__ACTIONS TO TAKE__
(a) Which groups of people does the letter about razing Romania name? List every one.
(b) According to the letter about razing Romania, in what terms do most European commentators mainly treat the issue?
(c) Extend the letter about razing Romania, picking up after its final sentence.

__SOURCE TEXT__
____________________

In response to:
Razing Romania from the January 19, 1989 issue
To the Editors:
I read with satisfaction and sympathy the letter on “Razing Romania” in your issue of January 19. I very much hope that it will contribute to arousing American opinion against the serious violation of human rights planned by the Ceausescu regime. The undersigned eminent scholars, however, seem to have missed a very important point—as have, by the way, most European commentators on the issue who mainly treat it in terms of cultural heritage and ethnic identity.

____________________

__DATASET CONTENT__

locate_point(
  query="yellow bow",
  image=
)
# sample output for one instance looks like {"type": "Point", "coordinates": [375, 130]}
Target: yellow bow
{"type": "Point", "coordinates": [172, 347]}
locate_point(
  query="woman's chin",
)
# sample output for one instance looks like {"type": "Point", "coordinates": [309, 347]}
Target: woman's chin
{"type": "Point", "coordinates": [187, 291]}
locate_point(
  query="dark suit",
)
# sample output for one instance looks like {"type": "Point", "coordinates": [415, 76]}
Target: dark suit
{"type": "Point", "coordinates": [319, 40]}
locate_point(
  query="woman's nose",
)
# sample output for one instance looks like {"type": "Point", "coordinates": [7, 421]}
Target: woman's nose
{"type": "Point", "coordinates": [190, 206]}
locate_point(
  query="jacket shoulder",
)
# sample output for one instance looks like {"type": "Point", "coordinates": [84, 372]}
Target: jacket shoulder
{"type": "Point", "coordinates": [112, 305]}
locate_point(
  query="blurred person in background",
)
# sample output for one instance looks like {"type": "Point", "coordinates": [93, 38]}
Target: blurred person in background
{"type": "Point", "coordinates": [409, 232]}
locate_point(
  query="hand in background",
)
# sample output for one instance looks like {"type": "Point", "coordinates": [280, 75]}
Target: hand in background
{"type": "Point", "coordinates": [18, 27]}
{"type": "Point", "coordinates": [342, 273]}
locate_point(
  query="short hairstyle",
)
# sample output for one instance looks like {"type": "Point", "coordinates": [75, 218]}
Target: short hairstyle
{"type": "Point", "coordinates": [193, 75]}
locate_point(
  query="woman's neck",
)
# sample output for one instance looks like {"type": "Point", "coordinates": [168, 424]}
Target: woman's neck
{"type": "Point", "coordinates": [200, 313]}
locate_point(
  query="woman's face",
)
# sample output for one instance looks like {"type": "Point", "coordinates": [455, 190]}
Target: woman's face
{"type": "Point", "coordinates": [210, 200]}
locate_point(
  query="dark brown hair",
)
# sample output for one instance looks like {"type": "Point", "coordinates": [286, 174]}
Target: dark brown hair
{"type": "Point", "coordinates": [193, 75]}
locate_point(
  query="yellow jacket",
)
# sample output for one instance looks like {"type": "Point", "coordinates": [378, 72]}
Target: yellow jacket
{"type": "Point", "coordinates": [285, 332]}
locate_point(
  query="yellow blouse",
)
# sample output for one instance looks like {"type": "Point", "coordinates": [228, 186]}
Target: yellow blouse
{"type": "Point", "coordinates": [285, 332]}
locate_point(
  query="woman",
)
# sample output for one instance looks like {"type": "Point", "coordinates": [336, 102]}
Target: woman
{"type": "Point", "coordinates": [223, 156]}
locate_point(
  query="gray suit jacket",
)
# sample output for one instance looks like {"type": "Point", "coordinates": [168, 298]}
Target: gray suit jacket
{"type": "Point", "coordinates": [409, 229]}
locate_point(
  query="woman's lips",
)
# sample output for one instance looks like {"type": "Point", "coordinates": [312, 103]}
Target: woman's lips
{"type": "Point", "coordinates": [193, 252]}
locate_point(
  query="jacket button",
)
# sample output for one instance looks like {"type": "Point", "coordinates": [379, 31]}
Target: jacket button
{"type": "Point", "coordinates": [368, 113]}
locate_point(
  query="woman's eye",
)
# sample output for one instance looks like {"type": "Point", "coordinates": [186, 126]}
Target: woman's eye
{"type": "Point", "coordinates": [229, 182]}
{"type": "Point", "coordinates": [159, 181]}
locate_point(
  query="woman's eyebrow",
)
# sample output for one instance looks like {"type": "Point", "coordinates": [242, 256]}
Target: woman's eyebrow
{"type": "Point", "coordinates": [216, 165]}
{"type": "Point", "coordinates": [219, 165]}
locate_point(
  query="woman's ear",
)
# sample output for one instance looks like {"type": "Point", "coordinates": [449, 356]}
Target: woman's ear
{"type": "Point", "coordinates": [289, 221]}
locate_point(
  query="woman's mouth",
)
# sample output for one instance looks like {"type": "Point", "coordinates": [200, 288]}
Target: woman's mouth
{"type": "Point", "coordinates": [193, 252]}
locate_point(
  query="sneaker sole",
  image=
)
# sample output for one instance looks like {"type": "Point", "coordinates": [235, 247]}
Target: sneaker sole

____________________

__PER-TASK ANSWERS__
(a)
- The Editors
- The undersigned eminent scholars
- Most European commentators
- The Ceausescu regime

(b) Mainly in terms of cultural heritage and ethnic identity.

(c)
To destroy the traditional culture of Romania’s peasantry and the ethnic identity of its national minorities by bulldozing their houses, churches and cemeteries is a horrendous undertaking indeed. Just as it is outrageous to force old people to change their domicile for the last few years of their lives. But the immediate consequence of “systematisation” will be to deprive the rural population of the last traces of economic independence. This is without doubt the foremost aim of the program. The peasant family in a village-home with a garden still can grow some fruit and vegetables, raise pigs or at least poultry. Moved to concrete blocks of apartments they lose these means of subsistence and are left at the mercy of the state distribution system while their production comes under complete control. This certainly will make it easier to turn them into submissive slaves. But it also will not fail to aggravate Romania’s chronic food shortage, already bordering on general starvation as told by the fugitives who cross over to Hungary by thousands, often risking torture and death if caught by Romanian sentries.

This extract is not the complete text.